PROBLEM DESCRIPTION =
Copy the entries from the line with "the bee, each" up to and including the line with "183), (13, 149)]", requests included, and shift every point in the answers by adding 5 to each of its coordinates. Leave the numbers in the requests and in their sample point lists unchanged.

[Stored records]
▬▬▬

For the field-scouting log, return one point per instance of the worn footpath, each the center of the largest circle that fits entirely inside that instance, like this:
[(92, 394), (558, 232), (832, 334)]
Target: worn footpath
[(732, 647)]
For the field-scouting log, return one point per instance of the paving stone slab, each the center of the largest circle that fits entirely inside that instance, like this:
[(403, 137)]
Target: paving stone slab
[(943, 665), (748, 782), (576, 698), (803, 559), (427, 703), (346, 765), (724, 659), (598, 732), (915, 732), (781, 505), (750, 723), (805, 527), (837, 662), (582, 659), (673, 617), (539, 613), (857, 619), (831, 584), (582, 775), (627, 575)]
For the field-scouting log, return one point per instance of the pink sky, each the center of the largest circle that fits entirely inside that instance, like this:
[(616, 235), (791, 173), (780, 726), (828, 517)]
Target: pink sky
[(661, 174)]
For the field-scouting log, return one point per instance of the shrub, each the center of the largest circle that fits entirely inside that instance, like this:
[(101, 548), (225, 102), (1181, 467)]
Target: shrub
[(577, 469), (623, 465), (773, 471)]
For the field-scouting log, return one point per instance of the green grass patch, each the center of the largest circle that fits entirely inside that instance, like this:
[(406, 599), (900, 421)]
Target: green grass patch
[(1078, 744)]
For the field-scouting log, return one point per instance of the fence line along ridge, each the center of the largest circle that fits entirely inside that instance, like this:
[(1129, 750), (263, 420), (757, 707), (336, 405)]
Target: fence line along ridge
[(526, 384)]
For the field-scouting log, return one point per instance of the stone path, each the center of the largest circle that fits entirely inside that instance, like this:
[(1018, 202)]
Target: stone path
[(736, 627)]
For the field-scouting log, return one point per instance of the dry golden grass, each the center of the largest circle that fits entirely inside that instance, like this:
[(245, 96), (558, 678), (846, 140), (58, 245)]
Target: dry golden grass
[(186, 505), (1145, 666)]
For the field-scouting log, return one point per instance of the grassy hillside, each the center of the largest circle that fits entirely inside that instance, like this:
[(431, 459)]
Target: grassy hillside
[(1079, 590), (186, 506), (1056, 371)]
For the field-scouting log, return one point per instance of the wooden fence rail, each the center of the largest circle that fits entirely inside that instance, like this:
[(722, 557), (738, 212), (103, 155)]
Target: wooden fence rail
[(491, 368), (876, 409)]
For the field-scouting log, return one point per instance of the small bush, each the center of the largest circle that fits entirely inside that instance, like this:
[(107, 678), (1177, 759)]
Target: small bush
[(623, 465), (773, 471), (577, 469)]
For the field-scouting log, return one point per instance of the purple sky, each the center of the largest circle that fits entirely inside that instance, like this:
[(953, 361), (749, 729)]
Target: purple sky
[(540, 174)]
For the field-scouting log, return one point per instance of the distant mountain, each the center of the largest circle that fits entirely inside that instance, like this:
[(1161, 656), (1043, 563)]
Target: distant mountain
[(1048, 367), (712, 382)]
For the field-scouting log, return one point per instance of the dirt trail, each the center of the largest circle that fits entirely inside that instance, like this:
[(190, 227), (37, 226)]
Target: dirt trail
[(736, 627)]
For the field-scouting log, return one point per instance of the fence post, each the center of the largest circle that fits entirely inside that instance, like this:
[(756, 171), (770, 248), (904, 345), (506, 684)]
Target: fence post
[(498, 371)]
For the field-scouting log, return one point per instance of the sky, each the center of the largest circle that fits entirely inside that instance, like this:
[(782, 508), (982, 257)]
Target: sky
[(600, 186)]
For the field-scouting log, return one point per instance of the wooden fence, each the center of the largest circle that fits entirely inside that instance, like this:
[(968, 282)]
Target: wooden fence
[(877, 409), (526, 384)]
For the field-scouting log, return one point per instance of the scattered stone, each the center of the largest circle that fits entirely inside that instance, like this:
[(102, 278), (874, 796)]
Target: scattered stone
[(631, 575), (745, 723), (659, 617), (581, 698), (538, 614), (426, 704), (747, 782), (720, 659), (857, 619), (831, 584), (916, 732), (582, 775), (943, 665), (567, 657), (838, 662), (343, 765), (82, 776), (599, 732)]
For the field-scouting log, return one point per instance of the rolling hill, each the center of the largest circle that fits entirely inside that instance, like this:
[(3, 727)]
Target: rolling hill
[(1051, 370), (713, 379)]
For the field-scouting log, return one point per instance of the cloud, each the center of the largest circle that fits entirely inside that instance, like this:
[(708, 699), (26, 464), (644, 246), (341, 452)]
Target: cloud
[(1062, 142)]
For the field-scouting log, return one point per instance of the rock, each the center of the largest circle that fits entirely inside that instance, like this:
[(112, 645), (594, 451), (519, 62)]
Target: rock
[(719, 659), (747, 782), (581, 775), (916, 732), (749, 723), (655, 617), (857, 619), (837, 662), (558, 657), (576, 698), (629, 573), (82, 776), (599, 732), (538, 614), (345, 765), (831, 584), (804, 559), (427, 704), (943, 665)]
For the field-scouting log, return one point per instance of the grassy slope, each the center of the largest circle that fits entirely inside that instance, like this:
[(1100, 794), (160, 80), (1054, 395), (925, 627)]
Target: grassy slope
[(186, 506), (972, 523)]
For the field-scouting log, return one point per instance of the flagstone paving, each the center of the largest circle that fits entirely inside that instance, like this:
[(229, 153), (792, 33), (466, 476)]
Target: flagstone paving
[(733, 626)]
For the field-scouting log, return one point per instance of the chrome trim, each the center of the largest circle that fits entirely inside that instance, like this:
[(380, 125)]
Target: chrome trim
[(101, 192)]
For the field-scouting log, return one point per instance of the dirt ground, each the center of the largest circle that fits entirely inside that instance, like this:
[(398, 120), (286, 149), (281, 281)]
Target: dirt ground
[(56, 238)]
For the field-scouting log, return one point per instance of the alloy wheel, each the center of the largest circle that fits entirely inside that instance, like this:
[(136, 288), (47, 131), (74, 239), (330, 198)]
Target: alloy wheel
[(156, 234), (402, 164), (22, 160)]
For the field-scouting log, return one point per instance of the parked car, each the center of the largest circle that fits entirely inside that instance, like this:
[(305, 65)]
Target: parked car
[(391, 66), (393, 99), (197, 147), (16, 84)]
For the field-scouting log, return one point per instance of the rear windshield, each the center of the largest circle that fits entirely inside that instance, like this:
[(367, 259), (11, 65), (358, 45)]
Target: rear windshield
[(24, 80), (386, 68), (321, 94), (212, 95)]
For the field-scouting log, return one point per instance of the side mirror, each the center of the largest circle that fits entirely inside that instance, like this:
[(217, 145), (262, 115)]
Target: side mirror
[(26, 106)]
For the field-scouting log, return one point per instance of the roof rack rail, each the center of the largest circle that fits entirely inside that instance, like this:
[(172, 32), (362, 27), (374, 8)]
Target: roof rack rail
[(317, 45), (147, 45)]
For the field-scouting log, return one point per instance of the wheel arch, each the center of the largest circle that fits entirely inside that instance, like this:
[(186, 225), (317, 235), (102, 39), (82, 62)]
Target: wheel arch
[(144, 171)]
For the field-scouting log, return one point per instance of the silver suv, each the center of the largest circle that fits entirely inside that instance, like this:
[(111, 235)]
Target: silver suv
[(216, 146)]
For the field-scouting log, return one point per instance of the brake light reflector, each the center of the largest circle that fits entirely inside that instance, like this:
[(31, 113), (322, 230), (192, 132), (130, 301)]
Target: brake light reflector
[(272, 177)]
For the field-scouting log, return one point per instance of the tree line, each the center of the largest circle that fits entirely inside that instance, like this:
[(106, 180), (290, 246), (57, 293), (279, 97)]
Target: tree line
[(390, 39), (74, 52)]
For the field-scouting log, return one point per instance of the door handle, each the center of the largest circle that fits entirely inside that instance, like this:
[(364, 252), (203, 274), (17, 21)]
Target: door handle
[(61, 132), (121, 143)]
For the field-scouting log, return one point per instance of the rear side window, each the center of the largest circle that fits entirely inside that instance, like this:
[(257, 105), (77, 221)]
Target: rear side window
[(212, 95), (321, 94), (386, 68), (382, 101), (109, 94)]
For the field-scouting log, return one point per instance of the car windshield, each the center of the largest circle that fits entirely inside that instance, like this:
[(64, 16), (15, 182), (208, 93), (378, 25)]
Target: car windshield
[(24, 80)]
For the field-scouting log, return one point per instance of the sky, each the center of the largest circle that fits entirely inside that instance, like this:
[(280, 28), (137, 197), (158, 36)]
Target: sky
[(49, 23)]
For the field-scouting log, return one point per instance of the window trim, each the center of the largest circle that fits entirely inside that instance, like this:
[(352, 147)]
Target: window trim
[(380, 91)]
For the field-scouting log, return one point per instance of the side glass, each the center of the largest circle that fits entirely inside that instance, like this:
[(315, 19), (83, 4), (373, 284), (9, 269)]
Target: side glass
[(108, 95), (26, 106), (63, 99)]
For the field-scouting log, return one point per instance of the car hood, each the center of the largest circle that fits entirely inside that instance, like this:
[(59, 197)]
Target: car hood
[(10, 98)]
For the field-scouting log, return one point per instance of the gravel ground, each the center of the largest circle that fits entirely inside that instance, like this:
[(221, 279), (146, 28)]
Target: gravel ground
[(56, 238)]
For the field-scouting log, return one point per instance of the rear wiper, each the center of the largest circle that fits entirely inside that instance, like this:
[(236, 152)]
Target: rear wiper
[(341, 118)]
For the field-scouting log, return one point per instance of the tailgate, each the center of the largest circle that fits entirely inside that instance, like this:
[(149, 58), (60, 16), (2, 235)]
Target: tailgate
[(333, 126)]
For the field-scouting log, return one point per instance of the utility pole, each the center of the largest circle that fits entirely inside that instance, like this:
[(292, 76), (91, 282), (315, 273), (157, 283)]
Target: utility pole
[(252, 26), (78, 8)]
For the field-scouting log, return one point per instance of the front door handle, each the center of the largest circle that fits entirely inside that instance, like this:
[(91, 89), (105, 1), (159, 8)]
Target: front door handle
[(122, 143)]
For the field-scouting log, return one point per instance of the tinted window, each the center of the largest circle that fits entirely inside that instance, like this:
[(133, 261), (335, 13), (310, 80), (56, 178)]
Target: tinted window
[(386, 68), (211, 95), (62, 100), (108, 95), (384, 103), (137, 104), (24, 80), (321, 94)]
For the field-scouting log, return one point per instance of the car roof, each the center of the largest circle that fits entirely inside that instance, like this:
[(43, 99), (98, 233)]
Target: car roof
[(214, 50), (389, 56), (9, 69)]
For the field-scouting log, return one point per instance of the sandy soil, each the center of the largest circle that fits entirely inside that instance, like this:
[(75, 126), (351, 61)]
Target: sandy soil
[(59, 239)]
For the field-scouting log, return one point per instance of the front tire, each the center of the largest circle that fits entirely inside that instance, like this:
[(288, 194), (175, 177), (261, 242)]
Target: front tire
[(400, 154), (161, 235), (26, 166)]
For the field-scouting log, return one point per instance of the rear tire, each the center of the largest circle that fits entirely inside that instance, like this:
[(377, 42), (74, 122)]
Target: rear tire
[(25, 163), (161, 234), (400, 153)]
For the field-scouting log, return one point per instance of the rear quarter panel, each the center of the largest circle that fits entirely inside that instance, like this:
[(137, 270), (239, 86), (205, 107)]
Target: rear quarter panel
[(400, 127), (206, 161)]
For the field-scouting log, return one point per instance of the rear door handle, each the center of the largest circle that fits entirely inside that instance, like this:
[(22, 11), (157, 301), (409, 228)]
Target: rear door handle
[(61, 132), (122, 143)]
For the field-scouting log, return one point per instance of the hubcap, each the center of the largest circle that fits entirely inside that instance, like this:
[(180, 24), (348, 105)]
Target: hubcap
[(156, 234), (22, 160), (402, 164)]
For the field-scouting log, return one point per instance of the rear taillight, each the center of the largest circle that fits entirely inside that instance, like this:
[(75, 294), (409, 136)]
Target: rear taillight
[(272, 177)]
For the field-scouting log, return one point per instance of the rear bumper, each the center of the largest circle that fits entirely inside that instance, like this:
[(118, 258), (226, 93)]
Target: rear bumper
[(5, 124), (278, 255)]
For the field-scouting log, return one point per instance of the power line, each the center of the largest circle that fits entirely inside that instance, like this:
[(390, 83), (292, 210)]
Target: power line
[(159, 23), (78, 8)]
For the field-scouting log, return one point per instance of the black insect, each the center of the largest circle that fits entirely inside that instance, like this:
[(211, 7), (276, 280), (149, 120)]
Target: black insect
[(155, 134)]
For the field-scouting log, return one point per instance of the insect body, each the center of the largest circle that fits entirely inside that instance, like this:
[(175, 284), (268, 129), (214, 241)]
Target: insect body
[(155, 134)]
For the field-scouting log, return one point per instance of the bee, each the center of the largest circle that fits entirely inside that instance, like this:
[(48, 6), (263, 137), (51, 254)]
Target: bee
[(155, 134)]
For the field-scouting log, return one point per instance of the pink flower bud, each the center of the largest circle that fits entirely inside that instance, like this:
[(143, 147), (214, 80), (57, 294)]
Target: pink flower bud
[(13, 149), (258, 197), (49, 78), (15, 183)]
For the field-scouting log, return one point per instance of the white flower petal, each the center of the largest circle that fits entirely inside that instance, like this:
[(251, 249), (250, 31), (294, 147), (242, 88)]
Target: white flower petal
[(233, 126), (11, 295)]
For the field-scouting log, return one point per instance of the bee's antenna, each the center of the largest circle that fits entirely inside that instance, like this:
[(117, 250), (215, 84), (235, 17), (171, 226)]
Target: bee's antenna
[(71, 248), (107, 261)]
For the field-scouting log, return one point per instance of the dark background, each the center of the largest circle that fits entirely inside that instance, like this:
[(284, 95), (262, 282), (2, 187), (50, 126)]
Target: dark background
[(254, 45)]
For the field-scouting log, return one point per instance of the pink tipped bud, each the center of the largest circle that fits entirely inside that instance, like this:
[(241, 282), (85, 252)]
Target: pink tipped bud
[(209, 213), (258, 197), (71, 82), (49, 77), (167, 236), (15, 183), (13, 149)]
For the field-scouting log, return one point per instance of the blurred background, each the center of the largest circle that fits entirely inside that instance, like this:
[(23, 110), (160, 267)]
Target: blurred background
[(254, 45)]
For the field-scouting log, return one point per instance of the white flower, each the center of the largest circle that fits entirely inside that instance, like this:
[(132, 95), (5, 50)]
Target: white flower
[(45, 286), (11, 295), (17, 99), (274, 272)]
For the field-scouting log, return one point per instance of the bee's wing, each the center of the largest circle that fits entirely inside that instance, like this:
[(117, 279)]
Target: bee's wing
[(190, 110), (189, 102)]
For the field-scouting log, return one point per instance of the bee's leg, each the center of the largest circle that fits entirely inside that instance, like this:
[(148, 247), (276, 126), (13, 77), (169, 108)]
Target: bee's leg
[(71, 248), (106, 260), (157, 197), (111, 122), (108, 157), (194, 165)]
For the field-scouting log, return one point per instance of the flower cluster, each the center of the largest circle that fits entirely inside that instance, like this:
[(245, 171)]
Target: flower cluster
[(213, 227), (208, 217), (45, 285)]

▬▬▬

TASK ANSWER =
For the field-scouting log, return one point per instance of the bee, each the center of the largest circle that fits entirely inside that instance, like this:
[(48, 6), (263, 137), (51, 254)]
Target: bee
[(160, 139)]
For the field-scouting log, return one point per instance of the pink flower bud, each the center of the largest circle that fits entirely inside that instance, like this:
[(143, 147), (214, 80), (57, 294)]
Target: pink flower bud
[(18, 154), (263, 202), (54, 83), (20, 188)]
For the field-scouting log, return one point per instance of the white flower petal, each the center of the largest circle that fits entirely inside that instance, like this:
[(251, 249), (250, 31), (294, 147), (242, 88)]
Target: white flower petal
[(238, 131), (16, 300)]
For the field-scouting log, return one point per instance of the bee's antenna, each the center of the largest circle that fits entirely inside that instance, like this:
[(117, 250), (215, 84), (235, 17), (171, 226)]
Target: bee's antenna
[(76, 253), (112, 266)]
For the field-scouting log, return one point per instance of the dark background, each the center of the largest circle that fits entirely inside that instance, like this:
[(284, 95), (262, 282), (2, 187), (50, 126)]
Target: dark background
[(259, 50)]
For the field-scouting log, return one point per instance of the pink tipped bud, each the center of the largest circle that fits entirely inside that instance, like this:
[(241, 282), (85, 252)]
Target: pink tipped bud
[(214, 218), (263, 202), (76, 87), (54, 82), (172, 241), (20, 188), (18, 154)]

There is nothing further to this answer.